→ Exercise tasks:
- 1) Summarize the beach post in two sentences.
- 2) Answer these questions from the beach post:
(a) How did the writer get to the beach in the morning?
(b) Who invited the writer to the beach in the evening?
(c) What was the group eating in the evening?
- 3) Carry the beach post forward from its final sentence.

→ Selected text:
* BEGIN *

There is something distinctly satisfying about attending class wearing a damp swimsuit with sand between your toes.
I caught the bus early this morning and headed to the beach for a few delightful hours spent reading on the beach before an afternoon class. The weather has finally been consistently nice, and has actually gotten quite hot. Consequently, our dorm rooms also heat up rapidly, and there is no escaping the heat unless, of course, you are swimming in the ocean, which I did after a quick jog down the beach.
My jog turned somewhat interesting when I approached a section of the beach where people seemed to have forgotten their clothing. Needless to say, I was surprised to find a nudist beach not far from one of the most popular beaches in Perth. It wasn’t a huge issue until one of the many overweight and middle-aged men happened to be directly in front of my running path. Wanting to keep as much distance as possible, I swerved and soon found myself half swimming in order to maintain an appropriate personal space area. No worries though, I made it back safely and relatively unscarred with a good story to tell.
I actually just returned from going to the beach this evening for the second time in one day. After doing my laundry and cooking dinner for myself (look, mom! I’m growing up! , a friend I met at church here invited me to go to the beach with her and some of her friends.
As we sat eating gelato, I couldn’t help but notice how cool it is to be surrounded by people from different cultures with such different backgrounds. Among our small group of five people, we were all from different countries – Zimbabwe, South Africa, Ethiopia, and Australia.

* END *

→ Source material:
* BEGIN *

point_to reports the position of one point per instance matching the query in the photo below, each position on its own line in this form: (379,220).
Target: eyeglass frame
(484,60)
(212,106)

* END *

→ Results for each task:
- 1) The writer spent a few hours reading on a beach in Perth before an afternoon class, swam in the ocean to escape the heat, and ended up half swimming during a jog to keep away from a man on a nearby nudist beach. That evening a friend from church invited the writer back to the beach, where the writer noticed over gelato that everyone in the small group came from a different country, among them Zimbabwe, South Africa, Ethiopia, and Australia.

- 2)
(a) By bus.
(b) A friend the writer met at church.
(c) Gelato.

- 3)
And this is where I feel a need to make an unsolicited plug for studying abroad: living overseas has truly opened the door and provided a unique opportunity to continually engage with others from different backgrounds. The understanding from these conversations cannot be taught in a classroom, but must be experienced first-hand. I have learned so much about the world we live in through numerous conversations with international students from across the globe. For whatever reason, tonight brought about a culmination of thoughts I’ve had now for some time, but which I have never been able to put to words.
Exactly one month from today, I will be saying goodbye to Perth. My friends and I are starting to look at the clock and realize that our time here is quickly coming to an end. My Grandpa wrote me at the beginning of this adventure, saying that “almost anywhere you can go in the world there are interesting things to see and do and experiences to live. You should do it all while you’re there because there’s a reasonably good chance you may never be in Perth again.” He went on to say that “when people grow old many of them regret things they did in their lives, but many, many more, maybe almost all, regret things they DIDN’T do. So do it, enjoy it, and keep us informed.”
I am still trying to follow his advice, and I hope to make the most of my remaining time abroad with no regrets upon my departure.
Thanks for reading.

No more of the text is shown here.